■ Supplied material:
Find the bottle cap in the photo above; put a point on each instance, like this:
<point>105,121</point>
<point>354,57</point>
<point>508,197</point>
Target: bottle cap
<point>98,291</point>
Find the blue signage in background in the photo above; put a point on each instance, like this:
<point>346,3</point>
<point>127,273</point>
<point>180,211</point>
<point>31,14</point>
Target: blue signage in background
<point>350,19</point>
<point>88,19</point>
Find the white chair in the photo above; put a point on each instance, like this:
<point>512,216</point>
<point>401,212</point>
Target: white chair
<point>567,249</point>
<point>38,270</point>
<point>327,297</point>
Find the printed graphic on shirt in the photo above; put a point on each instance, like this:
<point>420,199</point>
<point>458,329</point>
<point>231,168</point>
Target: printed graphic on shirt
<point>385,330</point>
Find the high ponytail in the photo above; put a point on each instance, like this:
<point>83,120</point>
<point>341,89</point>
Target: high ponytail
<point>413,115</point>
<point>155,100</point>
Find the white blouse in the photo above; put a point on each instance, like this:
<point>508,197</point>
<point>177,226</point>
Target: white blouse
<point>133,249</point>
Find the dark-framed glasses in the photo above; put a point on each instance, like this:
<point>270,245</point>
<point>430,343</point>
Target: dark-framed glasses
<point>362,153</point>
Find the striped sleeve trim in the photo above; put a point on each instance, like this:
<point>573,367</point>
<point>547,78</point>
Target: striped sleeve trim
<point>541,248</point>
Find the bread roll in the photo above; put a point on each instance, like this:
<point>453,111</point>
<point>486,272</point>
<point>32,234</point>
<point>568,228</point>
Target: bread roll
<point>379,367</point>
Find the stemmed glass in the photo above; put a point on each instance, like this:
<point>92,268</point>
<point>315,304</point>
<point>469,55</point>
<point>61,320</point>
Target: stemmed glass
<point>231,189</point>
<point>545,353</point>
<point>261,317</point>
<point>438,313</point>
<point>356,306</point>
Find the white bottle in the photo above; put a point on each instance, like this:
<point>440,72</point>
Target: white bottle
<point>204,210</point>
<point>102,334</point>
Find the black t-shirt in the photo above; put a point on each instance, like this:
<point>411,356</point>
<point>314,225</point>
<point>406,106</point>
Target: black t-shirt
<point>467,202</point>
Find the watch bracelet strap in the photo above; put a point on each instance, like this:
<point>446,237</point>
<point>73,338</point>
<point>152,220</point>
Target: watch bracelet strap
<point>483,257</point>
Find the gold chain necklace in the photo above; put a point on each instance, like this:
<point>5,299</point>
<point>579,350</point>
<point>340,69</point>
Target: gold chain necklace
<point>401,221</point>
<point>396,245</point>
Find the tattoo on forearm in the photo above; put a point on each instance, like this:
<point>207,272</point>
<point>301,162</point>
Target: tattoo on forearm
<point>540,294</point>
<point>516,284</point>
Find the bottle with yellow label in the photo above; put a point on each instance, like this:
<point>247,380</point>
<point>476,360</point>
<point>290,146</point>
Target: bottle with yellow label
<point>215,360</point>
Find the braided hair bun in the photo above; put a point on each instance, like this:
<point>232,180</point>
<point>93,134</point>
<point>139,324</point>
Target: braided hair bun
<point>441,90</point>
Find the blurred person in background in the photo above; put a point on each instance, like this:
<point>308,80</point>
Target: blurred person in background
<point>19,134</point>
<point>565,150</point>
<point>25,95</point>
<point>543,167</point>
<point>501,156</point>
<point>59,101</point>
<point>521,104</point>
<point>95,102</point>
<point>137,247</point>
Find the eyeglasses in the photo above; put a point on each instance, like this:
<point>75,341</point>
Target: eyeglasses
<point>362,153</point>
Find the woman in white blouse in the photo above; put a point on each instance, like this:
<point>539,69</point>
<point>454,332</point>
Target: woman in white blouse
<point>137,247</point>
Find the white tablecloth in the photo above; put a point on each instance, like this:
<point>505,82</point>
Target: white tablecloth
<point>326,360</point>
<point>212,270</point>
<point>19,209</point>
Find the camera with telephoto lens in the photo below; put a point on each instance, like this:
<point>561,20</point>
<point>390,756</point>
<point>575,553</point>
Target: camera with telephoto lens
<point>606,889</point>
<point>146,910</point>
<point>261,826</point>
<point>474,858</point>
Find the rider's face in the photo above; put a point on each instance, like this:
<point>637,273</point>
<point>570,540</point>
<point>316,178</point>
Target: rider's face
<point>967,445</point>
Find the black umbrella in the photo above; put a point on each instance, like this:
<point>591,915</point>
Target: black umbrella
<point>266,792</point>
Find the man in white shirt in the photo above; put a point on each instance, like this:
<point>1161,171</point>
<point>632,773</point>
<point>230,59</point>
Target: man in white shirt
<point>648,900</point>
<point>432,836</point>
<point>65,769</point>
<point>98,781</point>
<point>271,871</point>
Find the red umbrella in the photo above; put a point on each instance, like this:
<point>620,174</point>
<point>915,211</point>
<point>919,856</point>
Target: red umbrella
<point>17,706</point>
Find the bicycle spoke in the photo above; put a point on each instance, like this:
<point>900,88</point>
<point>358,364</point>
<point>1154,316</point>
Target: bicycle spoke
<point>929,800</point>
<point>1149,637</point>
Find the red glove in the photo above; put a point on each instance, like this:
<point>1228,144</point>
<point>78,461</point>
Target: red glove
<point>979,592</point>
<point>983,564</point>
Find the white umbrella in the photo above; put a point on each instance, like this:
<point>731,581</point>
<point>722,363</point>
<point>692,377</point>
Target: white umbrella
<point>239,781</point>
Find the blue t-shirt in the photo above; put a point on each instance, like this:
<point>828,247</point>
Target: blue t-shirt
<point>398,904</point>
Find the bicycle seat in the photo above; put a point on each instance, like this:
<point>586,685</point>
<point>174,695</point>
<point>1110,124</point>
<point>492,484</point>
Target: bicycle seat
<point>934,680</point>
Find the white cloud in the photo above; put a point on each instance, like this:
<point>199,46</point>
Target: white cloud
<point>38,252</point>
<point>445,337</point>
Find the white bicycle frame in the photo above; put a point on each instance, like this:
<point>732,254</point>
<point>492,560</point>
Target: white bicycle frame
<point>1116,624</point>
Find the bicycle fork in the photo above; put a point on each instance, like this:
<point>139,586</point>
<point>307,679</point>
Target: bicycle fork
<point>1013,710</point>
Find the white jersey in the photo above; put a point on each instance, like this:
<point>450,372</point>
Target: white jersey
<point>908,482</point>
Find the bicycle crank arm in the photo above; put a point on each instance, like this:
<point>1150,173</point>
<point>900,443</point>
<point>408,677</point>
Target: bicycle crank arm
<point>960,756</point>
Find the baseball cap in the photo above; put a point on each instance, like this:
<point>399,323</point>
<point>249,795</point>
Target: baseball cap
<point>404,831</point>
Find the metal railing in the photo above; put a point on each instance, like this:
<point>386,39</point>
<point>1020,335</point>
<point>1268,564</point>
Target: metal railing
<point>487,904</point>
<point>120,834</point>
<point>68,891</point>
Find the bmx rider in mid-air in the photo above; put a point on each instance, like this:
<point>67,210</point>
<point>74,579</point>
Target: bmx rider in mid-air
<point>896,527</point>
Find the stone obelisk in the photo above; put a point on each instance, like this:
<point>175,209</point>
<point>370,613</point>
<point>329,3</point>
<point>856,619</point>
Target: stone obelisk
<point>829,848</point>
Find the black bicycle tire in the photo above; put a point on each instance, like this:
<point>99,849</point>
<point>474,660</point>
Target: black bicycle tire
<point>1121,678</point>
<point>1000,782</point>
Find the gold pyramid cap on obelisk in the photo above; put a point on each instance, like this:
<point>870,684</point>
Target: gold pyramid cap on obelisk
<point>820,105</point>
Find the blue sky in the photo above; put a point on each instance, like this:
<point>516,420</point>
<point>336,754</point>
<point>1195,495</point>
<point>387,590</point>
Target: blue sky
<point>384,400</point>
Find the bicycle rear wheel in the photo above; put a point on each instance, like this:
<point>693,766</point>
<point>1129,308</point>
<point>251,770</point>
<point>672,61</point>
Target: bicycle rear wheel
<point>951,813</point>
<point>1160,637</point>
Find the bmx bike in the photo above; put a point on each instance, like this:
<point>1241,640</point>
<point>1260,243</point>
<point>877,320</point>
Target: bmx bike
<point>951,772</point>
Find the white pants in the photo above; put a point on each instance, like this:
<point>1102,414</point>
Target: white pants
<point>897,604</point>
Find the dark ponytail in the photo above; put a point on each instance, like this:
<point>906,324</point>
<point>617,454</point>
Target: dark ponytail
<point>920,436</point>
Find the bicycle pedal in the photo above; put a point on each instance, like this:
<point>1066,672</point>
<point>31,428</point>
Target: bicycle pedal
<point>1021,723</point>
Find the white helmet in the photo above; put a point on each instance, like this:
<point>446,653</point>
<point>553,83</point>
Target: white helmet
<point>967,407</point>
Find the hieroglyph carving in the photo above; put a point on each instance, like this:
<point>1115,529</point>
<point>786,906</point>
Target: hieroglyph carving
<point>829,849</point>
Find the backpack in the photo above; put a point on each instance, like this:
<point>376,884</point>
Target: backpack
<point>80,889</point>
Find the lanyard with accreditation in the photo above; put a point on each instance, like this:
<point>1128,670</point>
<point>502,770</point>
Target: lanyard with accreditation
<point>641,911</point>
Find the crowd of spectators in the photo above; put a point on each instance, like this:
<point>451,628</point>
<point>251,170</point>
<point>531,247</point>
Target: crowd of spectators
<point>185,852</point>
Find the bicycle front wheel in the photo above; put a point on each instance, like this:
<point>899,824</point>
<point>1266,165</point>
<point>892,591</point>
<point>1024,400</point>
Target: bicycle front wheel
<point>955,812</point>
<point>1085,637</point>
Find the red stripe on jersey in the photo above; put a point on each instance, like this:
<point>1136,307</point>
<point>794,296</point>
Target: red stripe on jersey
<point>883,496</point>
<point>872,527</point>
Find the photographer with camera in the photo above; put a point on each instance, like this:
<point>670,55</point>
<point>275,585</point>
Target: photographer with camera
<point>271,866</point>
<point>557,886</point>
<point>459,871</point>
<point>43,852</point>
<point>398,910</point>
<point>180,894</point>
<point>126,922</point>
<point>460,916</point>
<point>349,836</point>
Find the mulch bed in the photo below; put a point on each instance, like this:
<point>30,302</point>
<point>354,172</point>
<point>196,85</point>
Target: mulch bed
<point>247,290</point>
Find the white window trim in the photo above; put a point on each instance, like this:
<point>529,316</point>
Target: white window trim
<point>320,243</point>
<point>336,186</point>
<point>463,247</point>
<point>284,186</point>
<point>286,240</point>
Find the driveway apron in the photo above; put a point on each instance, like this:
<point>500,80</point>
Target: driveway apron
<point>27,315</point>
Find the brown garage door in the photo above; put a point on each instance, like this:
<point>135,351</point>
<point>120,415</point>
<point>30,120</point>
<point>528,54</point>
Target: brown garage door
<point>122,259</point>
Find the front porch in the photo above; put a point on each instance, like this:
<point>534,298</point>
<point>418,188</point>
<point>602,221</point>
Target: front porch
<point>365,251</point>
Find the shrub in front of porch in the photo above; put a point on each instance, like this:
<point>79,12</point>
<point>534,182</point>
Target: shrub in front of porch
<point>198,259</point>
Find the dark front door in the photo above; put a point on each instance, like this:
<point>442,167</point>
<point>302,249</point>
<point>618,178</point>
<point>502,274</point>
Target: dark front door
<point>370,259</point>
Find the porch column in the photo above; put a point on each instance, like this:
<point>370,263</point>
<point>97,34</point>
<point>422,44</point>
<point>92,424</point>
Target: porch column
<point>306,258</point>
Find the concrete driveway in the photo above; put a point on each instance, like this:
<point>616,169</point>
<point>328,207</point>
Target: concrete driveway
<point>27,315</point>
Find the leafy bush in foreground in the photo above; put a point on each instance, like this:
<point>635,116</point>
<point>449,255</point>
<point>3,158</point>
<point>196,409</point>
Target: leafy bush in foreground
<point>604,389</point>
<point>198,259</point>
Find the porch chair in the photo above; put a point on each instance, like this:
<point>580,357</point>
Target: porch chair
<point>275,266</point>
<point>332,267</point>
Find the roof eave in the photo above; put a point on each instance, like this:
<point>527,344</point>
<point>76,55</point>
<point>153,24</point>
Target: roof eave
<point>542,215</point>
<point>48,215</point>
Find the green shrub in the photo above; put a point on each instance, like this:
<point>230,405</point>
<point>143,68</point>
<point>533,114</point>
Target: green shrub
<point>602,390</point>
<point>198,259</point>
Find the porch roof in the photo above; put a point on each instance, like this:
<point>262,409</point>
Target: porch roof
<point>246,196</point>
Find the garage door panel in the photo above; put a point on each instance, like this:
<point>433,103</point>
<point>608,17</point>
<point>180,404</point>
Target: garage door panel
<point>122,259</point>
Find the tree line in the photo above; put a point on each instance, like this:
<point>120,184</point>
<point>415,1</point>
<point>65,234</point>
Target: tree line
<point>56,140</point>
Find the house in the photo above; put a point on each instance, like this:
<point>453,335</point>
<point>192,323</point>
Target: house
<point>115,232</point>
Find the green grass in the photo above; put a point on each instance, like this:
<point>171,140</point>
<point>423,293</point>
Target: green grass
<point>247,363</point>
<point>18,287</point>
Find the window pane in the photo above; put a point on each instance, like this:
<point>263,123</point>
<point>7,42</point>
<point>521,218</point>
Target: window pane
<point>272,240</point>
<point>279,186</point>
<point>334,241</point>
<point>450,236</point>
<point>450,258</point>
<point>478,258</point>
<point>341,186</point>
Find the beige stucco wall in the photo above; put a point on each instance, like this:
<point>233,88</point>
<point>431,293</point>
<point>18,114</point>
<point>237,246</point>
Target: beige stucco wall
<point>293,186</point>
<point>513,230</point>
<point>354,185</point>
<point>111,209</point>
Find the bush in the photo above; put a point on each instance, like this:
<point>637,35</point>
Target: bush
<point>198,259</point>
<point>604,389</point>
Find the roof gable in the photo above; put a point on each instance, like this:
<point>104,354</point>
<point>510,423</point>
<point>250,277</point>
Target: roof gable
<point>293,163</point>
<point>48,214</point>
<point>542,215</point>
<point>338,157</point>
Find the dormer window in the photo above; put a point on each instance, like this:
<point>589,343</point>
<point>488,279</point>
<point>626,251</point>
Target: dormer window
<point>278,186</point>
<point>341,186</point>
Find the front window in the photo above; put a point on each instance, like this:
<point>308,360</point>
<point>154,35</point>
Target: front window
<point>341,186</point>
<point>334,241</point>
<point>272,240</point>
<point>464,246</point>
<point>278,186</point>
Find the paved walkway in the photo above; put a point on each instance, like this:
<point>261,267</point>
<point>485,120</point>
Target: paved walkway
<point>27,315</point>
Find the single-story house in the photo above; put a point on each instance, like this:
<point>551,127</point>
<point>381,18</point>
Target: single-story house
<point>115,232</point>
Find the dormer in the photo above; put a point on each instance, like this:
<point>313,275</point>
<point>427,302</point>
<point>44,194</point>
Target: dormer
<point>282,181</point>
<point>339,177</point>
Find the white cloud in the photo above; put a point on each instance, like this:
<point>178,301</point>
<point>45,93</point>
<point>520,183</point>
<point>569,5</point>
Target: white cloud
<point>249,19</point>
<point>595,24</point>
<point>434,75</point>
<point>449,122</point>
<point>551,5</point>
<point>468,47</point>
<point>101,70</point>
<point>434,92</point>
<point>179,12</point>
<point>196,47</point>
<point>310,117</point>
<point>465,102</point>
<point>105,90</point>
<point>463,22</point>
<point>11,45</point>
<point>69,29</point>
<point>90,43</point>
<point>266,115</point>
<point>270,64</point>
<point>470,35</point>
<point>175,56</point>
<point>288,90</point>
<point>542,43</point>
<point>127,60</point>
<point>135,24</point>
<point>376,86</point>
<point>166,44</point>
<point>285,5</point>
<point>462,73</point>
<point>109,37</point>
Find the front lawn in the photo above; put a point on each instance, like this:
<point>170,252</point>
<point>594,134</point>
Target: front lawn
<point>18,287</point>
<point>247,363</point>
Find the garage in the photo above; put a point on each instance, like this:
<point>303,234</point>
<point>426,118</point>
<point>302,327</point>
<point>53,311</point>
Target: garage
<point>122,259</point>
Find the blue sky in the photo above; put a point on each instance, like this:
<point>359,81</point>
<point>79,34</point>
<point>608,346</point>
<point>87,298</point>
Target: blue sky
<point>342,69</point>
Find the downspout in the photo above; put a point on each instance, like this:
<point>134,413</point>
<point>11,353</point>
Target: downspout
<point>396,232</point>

■ Direction: Can you retype the lines above exactly, starting from the very first one and stopping after the line that contains "<point>98,291</point>"?

■ Correct response:
Find the bottle cap in the photo above; put a point on each instance, like this:
<point>105,121</point>
<point>354,57</point>
<point>508,197</point>
Target: bottle cap
<point>98,291</point>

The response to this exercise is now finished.